Given request >> Count the lines in the records that contain the string "gray", treating uppercase and lowercase as distinct, and reply with that number alone.

__________

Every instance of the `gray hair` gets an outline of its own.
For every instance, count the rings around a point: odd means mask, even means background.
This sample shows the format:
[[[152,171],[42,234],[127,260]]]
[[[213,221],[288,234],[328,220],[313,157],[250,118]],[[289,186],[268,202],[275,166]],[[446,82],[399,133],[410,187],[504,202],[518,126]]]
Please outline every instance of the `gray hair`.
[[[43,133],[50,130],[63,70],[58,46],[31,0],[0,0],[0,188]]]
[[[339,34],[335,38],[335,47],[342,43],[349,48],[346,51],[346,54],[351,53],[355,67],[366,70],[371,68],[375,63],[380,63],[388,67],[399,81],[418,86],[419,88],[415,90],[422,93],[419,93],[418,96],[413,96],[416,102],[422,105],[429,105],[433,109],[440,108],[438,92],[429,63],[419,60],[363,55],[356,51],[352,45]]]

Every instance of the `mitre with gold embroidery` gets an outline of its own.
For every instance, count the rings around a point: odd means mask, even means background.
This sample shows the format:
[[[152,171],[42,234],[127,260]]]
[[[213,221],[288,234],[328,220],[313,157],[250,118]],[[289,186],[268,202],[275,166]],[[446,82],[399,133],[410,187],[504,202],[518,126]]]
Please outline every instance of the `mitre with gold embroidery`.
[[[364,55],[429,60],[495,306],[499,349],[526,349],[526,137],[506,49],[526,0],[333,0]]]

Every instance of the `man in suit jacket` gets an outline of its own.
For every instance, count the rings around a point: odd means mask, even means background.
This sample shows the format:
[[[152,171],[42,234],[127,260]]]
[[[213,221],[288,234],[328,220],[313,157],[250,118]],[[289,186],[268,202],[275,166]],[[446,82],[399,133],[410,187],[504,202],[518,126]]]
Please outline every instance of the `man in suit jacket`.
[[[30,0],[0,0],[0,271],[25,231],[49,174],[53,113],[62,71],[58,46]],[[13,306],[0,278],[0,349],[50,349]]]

__________

Result >> 2